#### Listed entries:
━━━━━━━━━━━━━━━━━━━━
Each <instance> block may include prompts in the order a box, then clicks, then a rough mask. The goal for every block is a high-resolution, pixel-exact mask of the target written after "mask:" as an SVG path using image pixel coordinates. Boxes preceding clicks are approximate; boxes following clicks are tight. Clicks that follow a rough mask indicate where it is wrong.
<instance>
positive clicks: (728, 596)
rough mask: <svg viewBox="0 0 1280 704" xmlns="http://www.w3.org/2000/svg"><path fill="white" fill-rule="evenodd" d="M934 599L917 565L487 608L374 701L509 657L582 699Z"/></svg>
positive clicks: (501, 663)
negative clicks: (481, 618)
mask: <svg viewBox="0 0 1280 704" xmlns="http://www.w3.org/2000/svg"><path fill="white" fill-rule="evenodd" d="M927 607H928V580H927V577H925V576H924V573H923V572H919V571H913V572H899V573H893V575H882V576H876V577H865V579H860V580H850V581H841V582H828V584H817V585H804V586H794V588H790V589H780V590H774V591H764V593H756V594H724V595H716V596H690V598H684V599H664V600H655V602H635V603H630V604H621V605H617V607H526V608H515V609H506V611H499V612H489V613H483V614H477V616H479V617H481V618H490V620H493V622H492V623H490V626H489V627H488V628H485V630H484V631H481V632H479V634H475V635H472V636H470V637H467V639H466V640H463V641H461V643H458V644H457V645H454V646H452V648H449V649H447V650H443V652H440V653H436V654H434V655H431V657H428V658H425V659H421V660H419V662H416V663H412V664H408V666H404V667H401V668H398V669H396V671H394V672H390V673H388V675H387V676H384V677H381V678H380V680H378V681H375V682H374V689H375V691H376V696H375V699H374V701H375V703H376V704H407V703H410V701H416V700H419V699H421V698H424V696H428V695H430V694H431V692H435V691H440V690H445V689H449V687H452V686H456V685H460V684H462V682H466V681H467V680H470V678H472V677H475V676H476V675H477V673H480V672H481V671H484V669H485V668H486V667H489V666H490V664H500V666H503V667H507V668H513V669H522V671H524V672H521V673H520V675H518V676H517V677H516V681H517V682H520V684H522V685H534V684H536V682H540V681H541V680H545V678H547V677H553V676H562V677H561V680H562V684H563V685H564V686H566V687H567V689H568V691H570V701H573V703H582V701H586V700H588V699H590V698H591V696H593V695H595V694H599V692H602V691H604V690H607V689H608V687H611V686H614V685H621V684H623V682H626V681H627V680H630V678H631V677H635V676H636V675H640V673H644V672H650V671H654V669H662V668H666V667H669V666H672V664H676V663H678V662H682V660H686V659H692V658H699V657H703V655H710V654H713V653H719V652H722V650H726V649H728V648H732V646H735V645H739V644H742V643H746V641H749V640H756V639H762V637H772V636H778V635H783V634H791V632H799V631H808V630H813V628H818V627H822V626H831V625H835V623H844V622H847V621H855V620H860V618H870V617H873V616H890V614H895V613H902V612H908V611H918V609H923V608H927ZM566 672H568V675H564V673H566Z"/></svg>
━━━━━━━━━━━━━━━━━━━━
#### Problem description:
Please render all of the data above as a JSON list of strings, with one string per line and blank lines omitted.

#### Reply to the task:
[
  "Each <instance> block may include prompts in the order a box, then clicks, then a rough mask. The goal for every block is a high-resolution, pixel-exact mask of the target written after \"mask:\" as an SVG path using image pixel coordinates. Boxes preceding clicks are approximate; boxes following clicks are tight. Clicks that follow a rough mask indicate where it is wrong.",
  "<instance>",
  "positive clicks: (728, 596)",
  "rough mask: <svg viewBox=\"0 0 1280 704\" xmlns=\"http://www.w3.org/2000/svg\"><path fill=\"white\" fill-rule=\"evenodd\" d=\"M934 599L917 565L487 608L374 701L509 657L582 699Z\"/></svg>",
  "positive clicks: (501, 663)",
  "negative clicks: (481, 618)",
  "mask: <svg viewBox=\"0 0 1280 704\" xmlns=\"http://www.w3.org/2000/svg\"><path fill=\"white\" fill-rule=\"evenodd\" d=\"M927 607H928V580H927V577H925V576H924V573H923V572H919V571H913V572H899V573H893V575H882V576H876V577H865V579H860V580H850V581H841V582H828V584H817V585H804V586H794V588H790V589H780V590H774V591H764V593H756V594H724V595H716V596H690V598H684V599H664V600H655V602H635V603H630V604H621V605H617V607H526V608H515V609H506V611H499V612H489V613H483V614H477V616H479V617H481V618H490V620H493V622H492V623H490V626H489V627H488V628H485V630H484V631H481V632H479V634H475V635H472V636H470V637H467V639H466V640H463V641H461V643H458V644H457V645H454V646H452V648H449V649H447V650H443V652H440V653H436V654H434V655H431V657H428V658H425V659H421V660H419V662H416V663H412V664H408V666H404V667H401V668H398V669H396V671H394V672H390V673H388V675H387V676H384V677H381V678H380V680H378V681H375V682H374V689H375V691H376V696H375V699H374V701H375V703H376V704H407V703H410V701H416V700H419V699H421V698H424V696H428V695H430V694H431V692H435V691H440V690H445V689H449V687H452V686H456V685H460V684H462V682H466V681H467V680H470V678H472V677H475V676H476V675H477V673H480V672H481V671H484V669H485V668H486V667H489V666H490V664H500V666H503V667H507V668H513V669H522V671H524V672H521V673H520V675H518V676H517V677H516V681H517V682H520V684H522V685H534V684H536V682H540V681H541V680H545V678H547V677H553V676H562V677H561V680H562V684H563V685H564V686H566V687H567V689H568V691H570V701H573V703H582V701H586V700H588V699H590V698H591V696H593V695H595V694H599V692H602V691H604V690H607V689H608V687H611V686H614V685H621V684H623V682H626V681H627V680H630V678H631V677H635V676H636V675H640V673H644V672H650V671H654V669H662V668H666V667H669V666H672V664H676V663H678V662H682V660H686V659H692V658H699V657H703V655H710V654H713V653H719V652H722V650H726V649H728V648H732V646H735V645H739V644H742V643H746V641H749V640H756V639H762V637H772V636H778V635H783V634H791V632H799V631H808V630H813V628H818V627H822V626H831V625H835V623H844V622H847V621H855V620H860V618H870V617H873V616H890V614H895V613H902V612H908V611H918V609H923V608H927ZM566 672H568V675H564V673H566Z\"/></svg>"
]